[Record excerpts]:
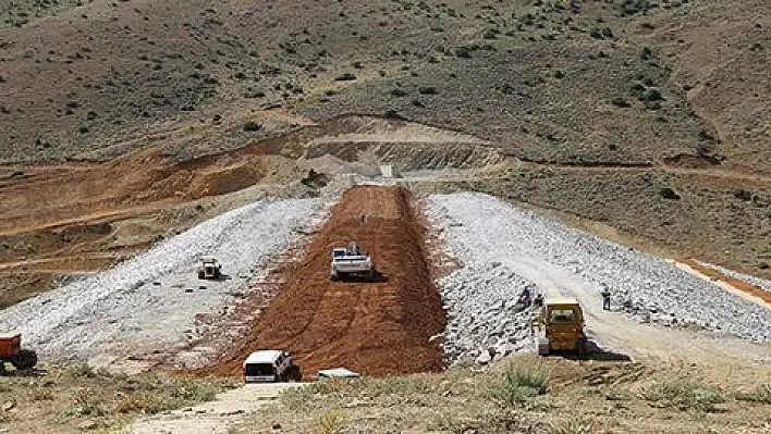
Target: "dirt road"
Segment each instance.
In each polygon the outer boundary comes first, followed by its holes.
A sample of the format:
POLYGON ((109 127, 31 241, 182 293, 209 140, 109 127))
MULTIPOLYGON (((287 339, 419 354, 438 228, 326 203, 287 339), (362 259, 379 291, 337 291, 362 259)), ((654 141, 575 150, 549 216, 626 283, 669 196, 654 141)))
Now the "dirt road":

---

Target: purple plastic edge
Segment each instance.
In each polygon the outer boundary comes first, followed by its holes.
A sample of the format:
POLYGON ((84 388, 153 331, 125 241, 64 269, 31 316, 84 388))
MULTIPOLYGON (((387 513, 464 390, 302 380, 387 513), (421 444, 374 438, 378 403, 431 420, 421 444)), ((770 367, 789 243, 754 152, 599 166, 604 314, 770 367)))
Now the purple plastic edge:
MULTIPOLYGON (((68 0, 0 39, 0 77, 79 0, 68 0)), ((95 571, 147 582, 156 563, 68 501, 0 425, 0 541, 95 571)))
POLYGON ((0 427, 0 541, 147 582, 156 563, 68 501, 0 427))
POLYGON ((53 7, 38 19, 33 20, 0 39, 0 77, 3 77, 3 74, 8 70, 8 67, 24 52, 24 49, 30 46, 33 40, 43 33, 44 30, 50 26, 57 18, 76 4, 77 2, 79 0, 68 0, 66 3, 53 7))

...

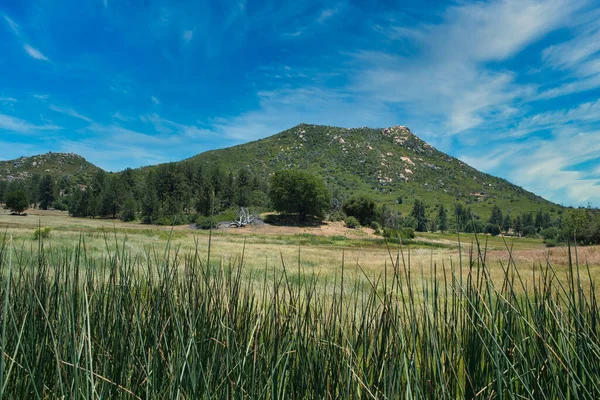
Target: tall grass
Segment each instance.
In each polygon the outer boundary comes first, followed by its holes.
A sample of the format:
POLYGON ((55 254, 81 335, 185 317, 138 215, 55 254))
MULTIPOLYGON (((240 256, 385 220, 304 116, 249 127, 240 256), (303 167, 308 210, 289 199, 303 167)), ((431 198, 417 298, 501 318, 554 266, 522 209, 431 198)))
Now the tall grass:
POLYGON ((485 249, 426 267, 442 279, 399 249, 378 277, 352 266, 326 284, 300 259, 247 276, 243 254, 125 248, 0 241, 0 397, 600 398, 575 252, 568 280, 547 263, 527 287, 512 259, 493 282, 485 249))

[Directions]:
Rewrite the data from the line holding "Target: tall grass" through the line holding "POLYGON ((485 249, 426", both included, swapping "tall grass" for "high grass" and leaving everything else unchanged.

[Solution for this task]:
Target: high grass
Segment each instance.
In each polygon the outer boundary comes first, followed by its holes.
A sample of the format:
POLYGON ((55 254, 81 335, 185 317, 138 215, 55 254))
MULTIPOLYGON (((240 256, 385 220, 304 116, 249 127, 240 256), (303 167, 308 210, 289 199, 303 167)), ((431 198, 417 298, 501 318, 554 266, 522 209, 431 198)))
Now the high grass:
POLYGON ((485 249, 426 267, 442 279, 399 249, 378 277, 352 266, 326 284, 300 259, 247 276, 243 254, 125 248, 0 241, 0 397, 600 398, 575 252, 568 280, 547 263, 527 287, 512 259, 493 282, 485 249))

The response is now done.